### What to do
Can you copy the lines from the one that contains "Can you find the green shrub" through the end of the material below, exactly and with nothing else?
::: Records for processing :::
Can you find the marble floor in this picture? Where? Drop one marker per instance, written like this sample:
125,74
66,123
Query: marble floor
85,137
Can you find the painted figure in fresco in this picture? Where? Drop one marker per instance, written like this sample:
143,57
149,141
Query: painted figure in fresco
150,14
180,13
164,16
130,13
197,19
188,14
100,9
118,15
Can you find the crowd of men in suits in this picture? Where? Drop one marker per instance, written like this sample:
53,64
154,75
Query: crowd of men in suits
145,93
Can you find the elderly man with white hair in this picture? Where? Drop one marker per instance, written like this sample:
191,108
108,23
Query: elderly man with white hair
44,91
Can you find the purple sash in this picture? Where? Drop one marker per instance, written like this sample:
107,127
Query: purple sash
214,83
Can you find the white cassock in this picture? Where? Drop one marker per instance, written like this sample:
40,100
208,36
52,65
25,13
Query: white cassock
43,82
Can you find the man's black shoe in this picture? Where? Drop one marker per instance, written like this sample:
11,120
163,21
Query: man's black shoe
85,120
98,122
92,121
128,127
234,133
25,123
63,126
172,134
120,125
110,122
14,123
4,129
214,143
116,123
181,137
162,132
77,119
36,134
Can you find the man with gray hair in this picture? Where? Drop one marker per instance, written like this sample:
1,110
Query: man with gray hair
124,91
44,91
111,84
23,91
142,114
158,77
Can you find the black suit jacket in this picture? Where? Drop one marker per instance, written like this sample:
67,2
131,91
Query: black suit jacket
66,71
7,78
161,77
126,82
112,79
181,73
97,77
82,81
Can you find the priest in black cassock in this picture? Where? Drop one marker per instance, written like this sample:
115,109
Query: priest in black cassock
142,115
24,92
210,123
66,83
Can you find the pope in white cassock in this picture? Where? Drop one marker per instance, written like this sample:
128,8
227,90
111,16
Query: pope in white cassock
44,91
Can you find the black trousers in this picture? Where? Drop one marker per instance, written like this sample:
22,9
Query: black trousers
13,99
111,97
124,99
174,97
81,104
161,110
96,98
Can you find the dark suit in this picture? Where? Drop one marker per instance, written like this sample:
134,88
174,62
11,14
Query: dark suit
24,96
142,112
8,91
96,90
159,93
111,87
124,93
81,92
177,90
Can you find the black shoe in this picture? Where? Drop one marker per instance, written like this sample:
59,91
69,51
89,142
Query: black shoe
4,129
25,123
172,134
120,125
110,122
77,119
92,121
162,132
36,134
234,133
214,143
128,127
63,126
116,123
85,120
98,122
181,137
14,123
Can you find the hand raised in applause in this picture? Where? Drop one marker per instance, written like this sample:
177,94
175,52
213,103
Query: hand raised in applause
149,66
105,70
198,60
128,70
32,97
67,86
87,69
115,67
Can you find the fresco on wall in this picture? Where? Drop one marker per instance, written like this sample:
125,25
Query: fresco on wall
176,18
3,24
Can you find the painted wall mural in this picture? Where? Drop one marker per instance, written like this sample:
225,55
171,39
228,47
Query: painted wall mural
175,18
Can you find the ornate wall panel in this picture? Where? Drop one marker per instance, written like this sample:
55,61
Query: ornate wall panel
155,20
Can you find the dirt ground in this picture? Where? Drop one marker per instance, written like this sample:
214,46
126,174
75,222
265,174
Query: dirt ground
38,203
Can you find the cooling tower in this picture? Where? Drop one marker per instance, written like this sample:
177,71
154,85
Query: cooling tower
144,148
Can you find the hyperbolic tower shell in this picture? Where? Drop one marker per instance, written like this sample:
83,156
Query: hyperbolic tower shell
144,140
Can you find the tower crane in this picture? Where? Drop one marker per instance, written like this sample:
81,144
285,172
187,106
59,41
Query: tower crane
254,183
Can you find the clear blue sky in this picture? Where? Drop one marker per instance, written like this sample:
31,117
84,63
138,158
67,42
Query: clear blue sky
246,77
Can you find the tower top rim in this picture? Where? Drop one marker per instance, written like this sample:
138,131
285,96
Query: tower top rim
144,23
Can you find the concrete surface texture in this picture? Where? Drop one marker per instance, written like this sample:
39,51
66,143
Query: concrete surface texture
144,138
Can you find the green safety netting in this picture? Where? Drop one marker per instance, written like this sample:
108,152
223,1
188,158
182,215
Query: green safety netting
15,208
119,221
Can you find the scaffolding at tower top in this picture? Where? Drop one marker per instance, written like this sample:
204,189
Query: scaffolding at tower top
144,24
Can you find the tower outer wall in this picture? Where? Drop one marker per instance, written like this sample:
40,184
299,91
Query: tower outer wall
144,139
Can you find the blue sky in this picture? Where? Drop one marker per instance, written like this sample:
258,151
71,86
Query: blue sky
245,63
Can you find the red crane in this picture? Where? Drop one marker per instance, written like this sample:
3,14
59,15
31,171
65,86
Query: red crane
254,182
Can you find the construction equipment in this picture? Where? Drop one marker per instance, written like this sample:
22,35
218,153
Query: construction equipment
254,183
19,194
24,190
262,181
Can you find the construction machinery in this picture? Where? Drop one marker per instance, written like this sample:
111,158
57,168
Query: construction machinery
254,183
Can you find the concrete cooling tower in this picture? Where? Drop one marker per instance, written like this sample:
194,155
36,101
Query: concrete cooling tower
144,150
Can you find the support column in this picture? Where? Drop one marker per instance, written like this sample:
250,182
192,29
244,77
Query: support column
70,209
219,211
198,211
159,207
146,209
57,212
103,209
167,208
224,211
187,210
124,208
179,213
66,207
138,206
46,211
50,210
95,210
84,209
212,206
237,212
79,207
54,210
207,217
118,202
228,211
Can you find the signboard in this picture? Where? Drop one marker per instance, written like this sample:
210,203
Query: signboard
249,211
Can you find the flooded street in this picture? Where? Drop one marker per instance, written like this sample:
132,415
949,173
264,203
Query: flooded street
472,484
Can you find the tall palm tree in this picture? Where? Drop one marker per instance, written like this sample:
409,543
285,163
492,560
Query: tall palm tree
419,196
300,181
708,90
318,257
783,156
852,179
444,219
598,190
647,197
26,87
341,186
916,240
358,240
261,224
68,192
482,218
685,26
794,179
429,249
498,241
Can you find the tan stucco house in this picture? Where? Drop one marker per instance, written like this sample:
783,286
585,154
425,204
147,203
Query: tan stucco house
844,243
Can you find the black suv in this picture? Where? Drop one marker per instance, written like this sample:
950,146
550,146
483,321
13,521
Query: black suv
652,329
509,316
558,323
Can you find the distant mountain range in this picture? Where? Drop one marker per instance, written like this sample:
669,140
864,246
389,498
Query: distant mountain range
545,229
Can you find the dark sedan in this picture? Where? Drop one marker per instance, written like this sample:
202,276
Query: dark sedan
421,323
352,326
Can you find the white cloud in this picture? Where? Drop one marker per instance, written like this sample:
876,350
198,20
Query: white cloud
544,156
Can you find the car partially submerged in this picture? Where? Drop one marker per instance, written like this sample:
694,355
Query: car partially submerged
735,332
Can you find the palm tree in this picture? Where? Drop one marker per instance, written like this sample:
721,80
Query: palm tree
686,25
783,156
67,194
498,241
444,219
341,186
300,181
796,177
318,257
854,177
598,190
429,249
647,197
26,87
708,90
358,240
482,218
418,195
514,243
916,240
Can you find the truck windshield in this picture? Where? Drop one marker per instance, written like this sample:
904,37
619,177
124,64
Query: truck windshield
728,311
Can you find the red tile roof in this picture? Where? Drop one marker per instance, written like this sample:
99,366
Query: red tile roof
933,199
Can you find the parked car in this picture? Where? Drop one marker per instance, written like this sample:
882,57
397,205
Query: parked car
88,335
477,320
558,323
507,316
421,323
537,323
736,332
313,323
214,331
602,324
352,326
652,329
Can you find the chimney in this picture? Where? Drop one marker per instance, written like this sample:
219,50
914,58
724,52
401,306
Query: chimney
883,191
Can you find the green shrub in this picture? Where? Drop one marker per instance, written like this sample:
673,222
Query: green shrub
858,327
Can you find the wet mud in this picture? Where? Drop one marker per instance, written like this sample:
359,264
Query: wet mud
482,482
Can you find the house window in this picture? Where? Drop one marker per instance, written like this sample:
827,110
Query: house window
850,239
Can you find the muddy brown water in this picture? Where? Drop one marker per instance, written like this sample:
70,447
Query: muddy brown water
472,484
:::
### Task output
Can you find the green shrub in this picture? Where? Drop one marker per instance, written like this sample:
673,222
Query: green shrub
858,327
Can you find the wet mud in this picture? Where? Drop one marker per instance, written like this sample:
359,264
Query: wet mud
482,482
Can you find the house window in this picture? Where? Drop one marker per instance, written like this sample:
827,110
Query: house window
850,239
Can you find the muddy brown water in this picture? Where? Drop one marker per instance, written like this sample:
70,447
Query: muddy brown water
472,484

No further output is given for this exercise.